### PROVIDED DATA ###

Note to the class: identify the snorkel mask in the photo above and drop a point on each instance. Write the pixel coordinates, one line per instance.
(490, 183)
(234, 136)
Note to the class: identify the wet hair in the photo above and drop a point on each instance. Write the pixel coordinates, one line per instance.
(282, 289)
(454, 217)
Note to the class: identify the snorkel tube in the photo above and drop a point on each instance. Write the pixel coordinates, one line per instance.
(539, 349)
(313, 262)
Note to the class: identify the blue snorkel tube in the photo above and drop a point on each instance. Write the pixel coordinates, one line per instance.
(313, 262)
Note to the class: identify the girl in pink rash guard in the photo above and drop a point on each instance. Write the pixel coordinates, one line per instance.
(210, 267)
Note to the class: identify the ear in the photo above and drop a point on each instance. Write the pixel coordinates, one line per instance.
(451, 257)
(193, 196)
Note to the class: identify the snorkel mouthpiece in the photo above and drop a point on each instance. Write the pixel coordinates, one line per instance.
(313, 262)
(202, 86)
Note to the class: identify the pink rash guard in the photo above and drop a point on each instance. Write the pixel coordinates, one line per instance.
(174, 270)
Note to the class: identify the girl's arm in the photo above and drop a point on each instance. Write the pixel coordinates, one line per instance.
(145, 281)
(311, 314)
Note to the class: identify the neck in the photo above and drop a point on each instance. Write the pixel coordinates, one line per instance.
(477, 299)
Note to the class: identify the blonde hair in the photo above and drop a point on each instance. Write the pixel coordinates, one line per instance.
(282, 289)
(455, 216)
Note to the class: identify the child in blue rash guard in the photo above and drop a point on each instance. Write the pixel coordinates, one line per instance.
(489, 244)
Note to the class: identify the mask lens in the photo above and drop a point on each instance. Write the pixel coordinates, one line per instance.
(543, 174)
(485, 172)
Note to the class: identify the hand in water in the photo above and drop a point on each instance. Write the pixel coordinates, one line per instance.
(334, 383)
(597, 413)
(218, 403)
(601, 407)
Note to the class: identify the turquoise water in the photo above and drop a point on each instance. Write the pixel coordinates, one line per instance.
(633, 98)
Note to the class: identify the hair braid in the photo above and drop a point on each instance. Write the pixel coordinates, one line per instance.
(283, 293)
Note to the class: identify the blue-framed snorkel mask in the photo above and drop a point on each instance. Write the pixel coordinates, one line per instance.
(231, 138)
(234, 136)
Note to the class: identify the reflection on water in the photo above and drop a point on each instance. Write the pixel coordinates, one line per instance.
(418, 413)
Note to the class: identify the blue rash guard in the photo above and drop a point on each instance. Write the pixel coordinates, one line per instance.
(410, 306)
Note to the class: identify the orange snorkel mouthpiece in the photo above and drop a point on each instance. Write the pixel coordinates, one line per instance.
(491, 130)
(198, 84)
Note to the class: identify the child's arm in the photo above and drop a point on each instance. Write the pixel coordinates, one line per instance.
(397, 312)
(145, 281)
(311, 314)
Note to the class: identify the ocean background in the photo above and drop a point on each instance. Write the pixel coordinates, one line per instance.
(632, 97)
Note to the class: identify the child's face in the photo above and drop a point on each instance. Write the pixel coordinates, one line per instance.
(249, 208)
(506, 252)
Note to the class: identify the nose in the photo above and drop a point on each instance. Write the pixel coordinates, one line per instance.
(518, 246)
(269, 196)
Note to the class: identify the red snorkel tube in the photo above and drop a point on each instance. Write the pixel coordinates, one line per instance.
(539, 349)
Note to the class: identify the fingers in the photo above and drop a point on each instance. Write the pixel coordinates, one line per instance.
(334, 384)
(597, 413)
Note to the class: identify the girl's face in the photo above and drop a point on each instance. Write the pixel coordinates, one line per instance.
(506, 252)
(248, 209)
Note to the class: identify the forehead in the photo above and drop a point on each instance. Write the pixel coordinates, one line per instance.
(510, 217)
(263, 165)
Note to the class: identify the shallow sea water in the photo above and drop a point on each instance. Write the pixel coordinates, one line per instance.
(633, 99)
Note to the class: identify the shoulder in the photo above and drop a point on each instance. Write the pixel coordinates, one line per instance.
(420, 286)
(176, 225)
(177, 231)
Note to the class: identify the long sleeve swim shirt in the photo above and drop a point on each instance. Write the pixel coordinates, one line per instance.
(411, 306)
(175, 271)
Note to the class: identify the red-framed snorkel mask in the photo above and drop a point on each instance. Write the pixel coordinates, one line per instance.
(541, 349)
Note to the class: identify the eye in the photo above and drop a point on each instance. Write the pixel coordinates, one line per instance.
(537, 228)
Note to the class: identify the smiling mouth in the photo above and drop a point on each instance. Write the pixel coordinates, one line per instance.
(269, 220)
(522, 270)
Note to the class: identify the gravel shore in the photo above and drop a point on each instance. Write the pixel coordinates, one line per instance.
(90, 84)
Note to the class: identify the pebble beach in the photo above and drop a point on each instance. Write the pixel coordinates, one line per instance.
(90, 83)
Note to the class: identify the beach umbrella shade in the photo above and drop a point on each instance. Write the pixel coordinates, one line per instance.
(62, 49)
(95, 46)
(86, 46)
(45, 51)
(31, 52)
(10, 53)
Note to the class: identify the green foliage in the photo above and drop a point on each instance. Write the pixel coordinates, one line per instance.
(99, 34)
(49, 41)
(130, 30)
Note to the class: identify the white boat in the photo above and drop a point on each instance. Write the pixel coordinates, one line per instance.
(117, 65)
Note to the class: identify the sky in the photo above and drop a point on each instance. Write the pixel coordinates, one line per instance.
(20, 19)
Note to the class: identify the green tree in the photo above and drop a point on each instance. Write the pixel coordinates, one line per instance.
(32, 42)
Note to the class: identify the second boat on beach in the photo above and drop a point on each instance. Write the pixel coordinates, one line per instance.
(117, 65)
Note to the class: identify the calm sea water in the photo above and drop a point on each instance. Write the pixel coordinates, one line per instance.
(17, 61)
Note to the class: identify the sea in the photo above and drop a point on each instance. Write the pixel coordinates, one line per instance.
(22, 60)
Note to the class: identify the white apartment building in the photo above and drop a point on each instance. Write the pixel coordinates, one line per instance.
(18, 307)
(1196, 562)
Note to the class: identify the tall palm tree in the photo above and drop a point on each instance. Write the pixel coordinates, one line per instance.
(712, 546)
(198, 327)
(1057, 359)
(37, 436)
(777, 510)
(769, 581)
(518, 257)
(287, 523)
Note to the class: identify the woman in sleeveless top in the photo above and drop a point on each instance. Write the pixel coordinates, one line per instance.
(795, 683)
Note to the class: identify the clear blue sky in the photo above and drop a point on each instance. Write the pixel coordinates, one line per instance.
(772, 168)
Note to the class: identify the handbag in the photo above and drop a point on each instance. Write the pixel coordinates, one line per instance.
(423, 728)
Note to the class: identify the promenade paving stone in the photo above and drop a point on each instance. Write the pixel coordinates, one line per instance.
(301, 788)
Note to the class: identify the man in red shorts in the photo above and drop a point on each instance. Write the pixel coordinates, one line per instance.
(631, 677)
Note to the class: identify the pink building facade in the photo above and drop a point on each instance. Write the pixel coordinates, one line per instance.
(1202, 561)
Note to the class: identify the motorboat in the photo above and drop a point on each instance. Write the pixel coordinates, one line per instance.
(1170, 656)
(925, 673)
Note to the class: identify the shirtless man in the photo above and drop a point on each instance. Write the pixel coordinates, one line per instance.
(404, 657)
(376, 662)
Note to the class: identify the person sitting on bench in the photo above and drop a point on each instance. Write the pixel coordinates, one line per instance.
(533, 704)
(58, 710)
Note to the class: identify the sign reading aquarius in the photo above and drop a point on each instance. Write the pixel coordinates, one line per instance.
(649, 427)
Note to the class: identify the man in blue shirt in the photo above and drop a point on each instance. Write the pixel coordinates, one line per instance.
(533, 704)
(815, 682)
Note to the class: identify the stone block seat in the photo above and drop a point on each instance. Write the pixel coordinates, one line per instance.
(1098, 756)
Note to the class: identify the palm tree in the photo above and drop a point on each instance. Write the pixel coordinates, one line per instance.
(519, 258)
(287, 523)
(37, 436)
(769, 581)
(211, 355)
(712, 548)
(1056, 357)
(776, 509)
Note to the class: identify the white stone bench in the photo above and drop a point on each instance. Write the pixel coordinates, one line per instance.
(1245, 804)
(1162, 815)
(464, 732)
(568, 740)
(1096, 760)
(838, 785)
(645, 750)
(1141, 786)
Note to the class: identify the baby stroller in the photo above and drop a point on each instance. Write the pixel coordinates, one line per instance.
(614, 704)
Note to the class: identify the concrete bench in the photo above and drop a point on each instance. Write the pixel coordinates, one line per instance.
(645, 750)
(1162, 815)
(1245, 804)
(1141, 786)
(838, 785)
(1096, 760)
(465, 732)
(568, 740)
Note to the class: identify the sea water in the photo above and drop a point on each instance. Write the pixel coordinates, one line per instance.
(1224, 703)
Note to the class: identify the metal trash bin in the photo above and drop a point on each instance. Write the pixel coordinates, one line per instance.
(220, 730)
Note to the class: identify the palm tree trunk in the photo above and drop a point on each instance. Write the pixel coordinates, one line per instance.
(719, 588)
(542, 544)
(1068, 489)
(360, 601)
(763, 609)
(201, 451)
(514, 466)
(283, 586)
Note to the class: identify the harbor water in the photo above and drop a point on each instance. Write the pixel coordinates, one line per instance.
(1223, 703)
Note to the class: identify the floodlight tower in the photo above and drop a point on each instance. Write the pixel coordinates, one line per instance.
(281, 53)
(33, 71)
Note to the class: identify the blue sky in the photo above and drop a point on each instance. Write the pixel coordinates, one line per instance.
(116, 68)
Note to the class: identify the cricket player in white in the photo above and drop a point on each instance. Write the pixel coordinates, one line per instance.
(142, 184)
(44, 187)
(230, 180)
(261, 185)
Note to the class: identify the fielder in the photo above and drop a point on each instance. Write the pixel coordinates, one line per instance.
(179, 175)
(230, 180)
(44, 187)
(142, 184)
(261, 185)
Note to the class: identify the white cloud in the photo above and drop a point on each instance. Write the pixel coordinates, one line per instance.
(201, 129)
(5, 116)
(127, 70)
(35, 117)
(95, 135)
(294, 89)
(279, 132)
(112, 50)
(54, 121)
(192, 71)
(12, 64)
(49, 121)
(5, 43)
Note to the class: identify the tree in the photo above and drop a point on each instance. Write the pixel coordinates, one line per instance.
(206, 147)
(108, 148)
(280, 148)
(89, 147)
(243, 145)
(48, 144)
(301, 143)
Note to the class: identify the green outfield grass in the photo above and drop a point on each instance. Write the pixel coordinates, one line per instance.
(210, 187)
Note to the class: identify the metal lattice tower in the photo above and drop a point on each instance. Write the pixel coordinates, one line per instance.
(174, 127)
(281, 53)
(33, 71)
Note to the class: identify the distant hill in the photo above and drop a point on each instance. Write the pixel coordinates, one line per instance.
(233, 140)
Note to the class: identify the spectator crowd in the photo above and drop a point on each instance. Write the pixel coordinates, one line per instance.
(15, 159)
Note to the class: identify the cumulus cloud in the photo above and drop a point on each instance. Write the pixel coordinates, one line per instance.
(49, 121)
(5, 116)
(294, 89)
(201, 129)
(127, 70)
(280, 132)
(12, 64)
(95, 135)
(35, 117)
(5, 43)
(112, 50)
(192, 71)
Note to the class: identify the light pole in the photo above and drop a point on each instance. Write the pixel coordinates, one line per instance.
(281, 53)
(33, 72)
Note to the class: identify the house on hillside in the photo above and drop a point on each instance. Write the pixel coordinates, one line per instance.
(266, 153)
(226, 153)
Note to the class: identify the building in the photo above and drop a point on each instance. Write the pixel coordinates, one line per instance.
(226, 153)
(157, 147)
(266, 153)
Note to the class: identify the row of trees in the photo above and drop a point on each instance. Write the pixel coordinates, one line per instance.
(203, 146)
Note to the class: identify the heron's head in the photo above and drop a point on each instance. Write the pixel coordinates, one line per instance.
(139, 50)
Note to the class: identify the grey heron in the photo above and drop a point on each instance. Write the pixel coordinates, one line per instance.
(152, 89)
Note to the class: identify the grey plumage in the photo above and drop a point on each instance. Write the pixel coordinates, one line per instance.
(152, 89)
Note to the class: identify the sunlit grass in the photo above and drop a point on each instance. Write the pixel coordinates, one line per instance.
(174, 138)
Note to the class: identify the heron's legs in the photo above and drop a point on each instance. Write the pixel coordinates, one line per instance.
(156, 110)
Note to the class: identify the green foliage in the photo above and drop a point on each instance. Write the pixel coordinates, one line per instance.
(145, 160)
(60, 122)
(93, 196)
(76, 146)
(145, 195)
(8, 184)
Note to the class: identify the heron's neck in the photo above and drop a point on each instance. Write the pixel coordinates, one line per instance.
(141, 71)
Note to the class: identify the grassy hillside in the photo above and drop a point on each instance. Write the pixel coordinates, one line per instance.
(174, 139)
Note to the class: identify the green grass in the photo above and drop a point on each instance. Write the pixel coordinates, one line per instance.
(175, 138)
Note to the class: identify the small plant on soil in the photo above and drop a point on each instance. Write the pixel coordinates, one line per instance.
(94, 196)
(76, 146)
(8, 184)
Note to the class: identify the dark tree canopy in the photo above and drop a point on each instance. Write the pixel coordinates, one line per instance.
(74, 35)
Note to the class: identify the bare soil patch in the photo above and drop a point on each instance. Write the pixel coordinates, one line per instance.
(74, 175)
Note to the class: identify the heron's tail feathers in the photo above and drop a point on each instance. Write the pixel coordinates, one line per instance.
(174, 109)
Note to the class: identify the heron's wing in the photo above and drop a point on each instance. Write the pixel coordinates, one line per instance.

###

Every line from the one containing "Note to the class: identify the small" through the last line must be copied exactly; leave out the rest.

THE RESULT:
Note to the class: identify the small plant on soil in the photo above and drop a point on each instance. Write the pixel coordinates, one line per instance.
(94, 196)
(76, 146)
(8, 184)
Note to the class: identify the dark tree canopy in the photo above and drop a point on each instance. Write the pixel coordinates, one line per instance.
(74, 35)
Note to the class: identify the bare soil patch in the photo above and drop a point on each instance. Write the pixel coordinates, one line per instance.
(74, 175)
Note to the class: identify the heron's tail feathers in the photo above and drop a point on each instance. Write the pixel coordinates, one line per instance.
(174, 109)
Note to the class: identify the heron's wing in the photo above and drop a point on each instance. Write the pixel coordinates, one line per instance.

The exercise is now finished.